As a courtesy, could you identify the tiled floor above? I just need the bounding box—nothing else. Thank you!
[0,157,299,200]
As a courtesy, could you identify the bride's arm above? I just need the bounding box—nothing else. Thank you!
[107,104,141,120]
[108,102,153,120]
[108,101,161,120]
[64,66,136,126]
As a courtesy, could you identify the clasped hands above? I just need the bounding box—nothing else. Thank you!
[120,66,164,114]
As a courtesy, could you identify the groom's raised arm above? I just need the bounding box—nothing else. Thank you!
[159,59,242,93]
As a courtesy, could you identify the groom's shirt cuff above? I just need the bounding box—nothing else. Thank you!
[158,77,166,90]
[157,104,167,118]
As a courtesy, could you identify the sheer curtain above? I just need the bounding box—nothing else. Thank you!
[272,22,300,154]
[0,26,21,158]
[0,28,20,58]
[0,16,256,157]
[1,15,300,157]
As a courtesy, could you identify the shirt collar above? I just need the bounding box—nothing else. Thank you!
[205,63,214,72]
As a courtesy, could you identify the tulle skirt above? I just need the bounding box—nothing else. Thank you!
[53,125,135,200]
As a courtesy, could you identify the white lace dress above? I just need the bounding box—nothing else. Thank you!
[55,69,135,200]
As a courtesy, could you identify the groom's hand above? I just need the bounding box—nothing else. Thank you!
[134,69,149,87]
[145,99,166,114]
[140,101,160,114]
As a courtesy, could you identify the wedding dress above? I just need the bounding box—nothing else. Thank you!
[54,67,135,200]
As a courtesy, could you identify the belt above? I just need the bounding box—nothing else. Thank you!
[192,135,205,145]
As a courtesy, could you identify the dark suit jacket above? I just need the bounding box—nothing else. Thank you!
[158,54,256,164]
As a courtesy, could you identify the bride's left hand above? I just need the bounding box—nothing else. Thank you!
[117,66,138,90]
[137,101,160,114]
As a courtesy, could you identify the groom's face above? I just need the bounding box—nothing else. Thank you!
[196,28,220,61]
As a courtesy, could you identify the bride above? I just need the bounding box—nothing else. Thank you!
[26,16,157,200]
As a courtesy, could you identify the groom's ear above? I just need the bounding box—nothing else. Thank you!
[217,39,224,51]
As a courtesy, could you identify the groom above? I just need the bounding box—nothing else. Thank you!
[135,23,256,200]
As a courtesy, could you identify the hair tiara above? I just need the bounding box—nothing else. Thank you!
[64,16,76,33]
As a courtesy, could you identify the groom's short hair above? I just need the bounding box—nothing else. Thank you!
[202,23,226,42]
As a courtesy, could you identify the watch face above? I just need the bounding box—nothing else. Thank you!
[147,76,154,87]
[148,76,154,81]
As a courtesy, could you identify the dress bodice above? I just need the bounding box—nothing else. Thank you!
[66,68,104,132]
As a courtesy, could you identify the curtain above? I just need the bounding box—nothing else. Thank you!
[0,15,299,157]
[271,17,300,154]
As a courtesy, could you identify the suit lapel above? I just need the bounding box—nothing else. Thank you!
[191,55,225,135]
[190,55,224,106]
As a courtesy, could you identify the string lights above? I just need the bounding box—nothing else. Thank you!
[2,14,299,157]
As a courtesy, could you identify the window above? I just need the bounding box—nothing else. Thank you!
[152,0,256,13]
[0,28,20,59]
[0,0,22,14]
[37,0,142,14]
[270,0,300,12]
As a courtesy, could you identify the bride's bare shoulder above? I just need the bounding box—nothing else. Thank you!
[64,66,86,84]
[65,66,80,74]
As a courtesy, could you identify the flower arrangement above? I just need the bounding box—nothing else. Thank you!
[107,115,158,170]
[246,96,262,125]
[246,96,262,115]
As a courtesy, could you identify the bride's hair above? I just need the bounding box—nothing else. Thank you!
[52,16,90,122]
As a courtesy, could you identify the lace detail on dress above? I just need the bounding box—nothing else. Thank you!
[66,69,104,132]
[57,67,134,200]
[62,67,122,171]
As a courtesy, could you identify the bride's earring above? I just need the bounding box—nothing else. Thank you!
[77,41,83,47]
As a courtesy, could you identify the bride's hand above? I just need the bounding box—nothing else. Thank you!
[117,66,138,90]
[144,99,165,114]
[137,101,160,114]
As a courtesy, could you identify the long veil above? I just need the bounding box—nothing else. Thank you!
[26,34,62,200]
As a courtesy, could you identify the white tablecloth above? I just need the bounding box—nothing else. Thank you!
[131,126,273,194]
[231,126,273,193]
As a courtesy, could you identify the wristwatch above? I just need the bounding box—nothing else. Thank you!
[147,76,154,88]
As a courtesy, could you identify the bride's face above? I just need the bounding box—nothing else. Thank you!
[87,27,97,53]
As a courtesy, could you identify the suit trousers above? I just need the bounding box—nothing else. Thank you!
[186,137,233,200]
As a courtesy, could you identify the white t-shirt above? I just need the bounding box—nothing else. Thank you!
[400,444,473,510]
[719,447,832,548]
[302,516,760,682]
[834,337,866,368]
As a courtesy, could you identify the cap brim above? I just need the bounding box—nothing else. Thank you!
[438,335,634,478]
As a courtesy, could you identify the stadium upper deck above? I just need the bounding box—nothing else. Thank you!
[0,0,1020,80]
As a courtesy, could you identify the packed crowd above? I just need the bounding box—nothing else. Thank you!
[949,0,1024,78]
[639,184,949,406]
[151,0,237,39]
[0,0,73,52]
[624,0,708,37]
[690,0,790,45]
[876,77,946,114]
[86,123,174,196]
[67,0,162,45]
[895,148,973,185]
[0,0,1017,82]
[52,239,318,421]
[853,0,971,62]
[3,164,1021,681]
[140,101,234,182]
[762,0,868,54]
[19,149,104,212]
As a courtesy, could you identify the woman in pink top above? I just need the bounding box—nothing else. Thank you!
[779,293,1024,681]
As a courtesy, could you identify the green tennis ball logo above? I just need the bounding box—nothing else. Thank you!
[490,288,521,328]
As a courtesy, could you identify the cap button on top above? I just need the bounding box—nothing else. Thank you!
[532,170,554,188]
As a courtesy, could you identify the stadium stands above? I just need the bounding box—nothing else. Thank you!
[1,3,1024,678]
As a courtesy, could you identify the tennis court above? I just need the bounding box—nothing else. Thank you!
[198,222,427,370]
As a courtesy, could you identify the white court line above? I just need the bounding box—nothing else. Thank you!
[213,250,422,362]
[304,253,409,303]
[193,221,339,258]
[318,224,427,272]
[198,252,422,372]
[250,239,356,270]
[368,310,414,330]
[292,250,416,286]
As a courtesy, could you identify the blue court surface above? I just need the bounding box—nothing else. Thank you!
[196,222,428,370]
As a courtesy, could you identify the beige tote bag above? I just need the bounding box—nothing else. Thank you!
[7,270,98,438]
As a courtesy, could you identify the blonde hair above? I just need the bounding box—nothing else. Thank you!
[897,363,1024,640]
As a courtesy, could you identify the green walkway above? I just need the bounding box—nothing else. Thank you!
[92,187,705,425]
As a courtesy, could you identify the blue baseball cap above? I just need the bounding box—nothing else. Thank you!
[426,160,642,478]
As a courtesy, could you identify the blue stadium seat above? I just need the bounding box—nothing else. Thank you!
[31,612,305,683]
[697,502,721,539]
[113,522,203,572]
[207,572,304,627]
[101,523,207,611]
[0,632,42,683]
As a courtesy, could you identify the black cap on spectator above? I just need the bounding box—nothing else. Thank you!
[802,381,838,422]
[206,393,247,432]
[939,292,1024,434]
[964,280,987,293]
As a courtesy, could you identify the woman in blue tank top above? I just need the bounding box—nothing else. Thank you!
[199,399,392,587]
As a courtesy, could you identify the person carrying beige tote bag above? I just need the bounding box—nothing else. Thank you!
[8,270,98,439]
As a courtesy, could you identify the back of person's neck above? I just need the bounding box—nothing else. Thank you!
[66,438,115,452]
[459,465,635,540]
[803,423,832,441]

-=-=-=-=-

◆ **Work task**:
Set down every record above exactly as written.

◆ **Answer to the exercise**:
As a courtesy, could you identify the tiled floor above? I just need the bounding box—nothing else. Thank you!
[0,157,299,200]
As a courtesy, could you identify the bride's arm above? I just need the bounding box—nothing else. Thank you!
[107,104,141,120]
[108,102,153,120]
[108,101,161,120]
[64,66,136,126]
As a courtesy, could you identify the clasped hands above? I just need the bounding box—nothing else. Thank you!
[120,66,164,114]
As a courtesy, could you identify the groom's raised arm above? I just need the bounding box—nothing else. Thank you!
[159,59,242,93]
As a courtesy, could you identify the groom's shirt cuff above? I just need the bounding box—nothing else. Thank you!
[158,77,166,90]
[157,104,167,118]
As a courtesy, could you identify the sheer curtain above? I just need the bounding box—nothing else. Thank you!
[272,22,300,154]
[0,26,21,158]
[0,28,20,58]
[0,16,256,157]
[1,15,300,157]
As a courtesy, could you identify the shirt collar above? I just need the bounding box—nothing else. Thank you!
[205,63,214,72]
As a courtesy, could you identify the tulle skirt above? I just need the bounding box—nothing else. Thank you!
[53,125,135,200]
As a courtesy, could you identify the white lace dress above? I just need the bounding box—nothing else. Thank you!
[55,69,135,200]
As a courtesy, could you identify the groom's hand above? I just need the bounding box—nothing else. Thank you!
[134,69,149,87]
[145,99,166,114]
[140,101,160,114]
As a courtesy, could you identify the wedding dress above? I just need the bounding box—nothing else. Thank you!
[54,67,135,200]
As a courtesy, could you identify the belt above? I just need the bounding box—nothing else. Thank you!
[192,135,205,145]
As a courtesy, could you identify the dark suit jacket above? I just need the bounding box—nothing else. Thank you!
[158,54,256,164]
As a courtesy, could you identify the bride's left hand above? I just need the bounding box—nothing else. Thank you!
[117,66,138,90]
[137,101,160,114]
As a courtesy, could you identify the groom's face above? I just need the bounding box—nothing else. Thank you!
[196,28,220,61]
As a courtesy, could you identify the bride above? I just need the bounding box—nothing else. Thank you!
[26,16,157,200]
As a courtesy, could you identify the groom's ear above? I just need the bounding box—nothing else. Thank you!
[217,39,224,51]
As a courtesy, could you identify the groom above? I just need the bounding box—nothing else. Thank you!
[135,23,256,200]
As a courtesy, could you identify the hair tiara above? I just need the bounding box—nothing else. Thank you!
[64,16,76,33]
As a courtesy, could you identify the groom's short hair above? I just need the bounding box—nothing else. Thank you!
[202,23,226,42]
As a courtesy, could you identify the watch face above? I just need the bounding box—nothing else. Thank you!
[147,76,154,87]
[148,76,154,81]
As a courtesy, could you identify the dress bodice above? I just need the bounding box—nothing else. Thank you!
[66,68,104,132]
As a courtesy, could you identify the curtain above? I just need the bounding box—nothing else. Thank you!
[0,15,299,157]
[271,17,300,154]
As a courtesy, could you identify the suit lapel above? I just need the bounding box—nothing else. Thank you!
[191,55,225,135]
[190,55,224,106]
As a courtesy, could you identify the string lights above? I just need the bounding box—nothing else. Thank you!
[2,14,299,157]
As a courtesy, could you identify the window above? I just need the bounding box—nothing else. Thank you!
[152,0,256,13]
[0,28,20,59]
[0,0,22,14]
[37,0,142,14]
[270,0,300,12]
As a courtesy, could you identify the bride's bare shoulder above? I just need the bounding box—nothing else. Thank you!
[64,66,86,84]
[65,66,80,74]
As a courtesy, could you identify the flower arrangement above? I just need the bounding box—nothing else. Thank you!
[107,115,158,170]
[246,96,262,125]
[246,96,262,115]
As a courtesy, could you identify the bride's hair above? I just need the bounding box—nothing else. Thank you!
[52,16,90,122]
As a courtesy, could you identify the lace detail on dress above? I just need the bounding box—nothing else. Thank you!
[66,69,104,132]
[57,67,134,200]
[62,67,122,171]
As a courtesy, could you identify the bride's earring above? I just need the bounding box—nothing else. Thank you!
[77,41,83,47]
As a courtesy, could you identify the bride's hand above? I just need the bounding box—nothing else. Thank you!
[117,66,138,90]
[144,99,165,114]
[137,101,160,114]
As a courtesy, could you identify the long veil above? I just need the bounding box—nothing else. Thank you!
[26,34,62,200]
As a courtesy, could you identify the white tablecloth above? I just need the bounding box—nothing else. Thank you!
[131,126,273,194]
[231,126,273,193]
As a courtesy, could you identify the wristwatch above? I just need the bounding box—nothing else. Thank you!
[147,76,154,88]
As a courtesy, could you identify the bride's face above? I just need the bounding box—nothing else. Thank you!
[87,27,97,53]
As a courtesy, could you identify the suit trousers above? I just need the bounding box—nothing else. Thank you!
[186,137,233,200]
As a courtesy, could you identify the white t-shirt above? I just need the bounding box—nothing else. Thank you!
[400,444,473,510]
[719,447,832,548]
[302,516,760,682]
[834,337,866,368]
As a courtesy, could you identify the cap brim above? I just need the bounding box—nothing else. Thank you!
[438,335,634,478]
As a courtesy, could you identify the stadium upper deck above? I just need the bounding box—nothing else. Thank you!
[0,0,1020,80]
As a courtesy, could you identify the packed crowd above? I just need the bounding box—nothing else. Thank you!
[949,0,1024,78]
[639,184,949,406]
[151,0,237,39]
[0,0,73,52]
[624,0,708,37]
[690,0,790,45]
[876,77,946,114]
[86,123,174,196]
[67,0,162,45]
[895,148,973,185]
[0,0,1017,82]
[52,239,318,421]
[853,0,971,62]
[3,164,1021,681]
[140,101,234,182]
[762,0,868,54]
[19,149,104,212]
As a courtesy, could you identify the woman in pink top above? I just need the bounding box—nothing else. Thank you!
[779,293,1024,681]
As a courtesy, could you identify the green tennis ball logo above? I just need the bounding box—nothing else. Thank you!
[490,288,521,328]
As a courtesy, could you identify the cap button on top above? I just need the bounding box—nothing else. Thank you!
[532,170,554,188]
As a courtesy, could you identify the stadium stands above? I just need the bounding box—nothing else. Thank you!
[1,3,1024,678]
As a courtesy, could you identify the tennis court above? I just need the bounding box—nothing else. Thank you!
[198,222,427,370]
As a courtesy, could you identify the white court line above? I just need the bounding box—nothing else. Thank you!
[213,250,422,362]
[304,253,409,303]
[193,221,339,258]
[318,224,427,272]
[198,252,422,372]
[250,239,356,270]
[368,310,414,330]
[292,250,416,286]
As a courtesy, could you identify the blue court surface above? I just need the bounding box—nothing else. Thank you!
[196,222,428,370]
As a courtesy, could you identify the beige tote bag above? I just need the bounding box—nothing else. Thank you!
[7,270,98,438]
As a courtesy, could you identify the blonde hair above? I just need the bounding box—nothing else. Thank you!
[897,363,1024,640]
As a courtesy, could you identify the green walkway above? I just need the bounding box—nothing else. Thank you!
[92,187,705,425]
As a courtesy, could you identify the blue baseball cap above? I just need the bounding box—nothing else. Thank you!
[426,160,642,478]
As a courtesy, could you identify the blue stadium seat above? I just need the bounding box—nothing else. Thank you!
[31,612,305,683]
[697,502,721,539]
[113,522,203,572]
[207,572,304,627]
[101,523,207,611]
[0,632,42,683]
As a courtesy, could you identify the black cap on spectator above? I just need the bounding box—nothing else. Thank you!
[802,381,838,422]
[206,393,247,432]
[939,292,1024,434]
[964,280,987,293]
As a courtesy, could you identify the woman in blue tank top above? I just need the bounding box—nothing else. Thank you!
[199,399,392,587]
As a courtesy, could you identify the person carrying beige tote bag above? I just need the bounding box—nothing else. Thank you!
[8,270,98,439]
As a courtesy, could you identify the back of person's neck above? I just need the bounding box—nothing else. Thank you!
[66,438,115,452]
[459,465,635,540]
[803,423,832,441]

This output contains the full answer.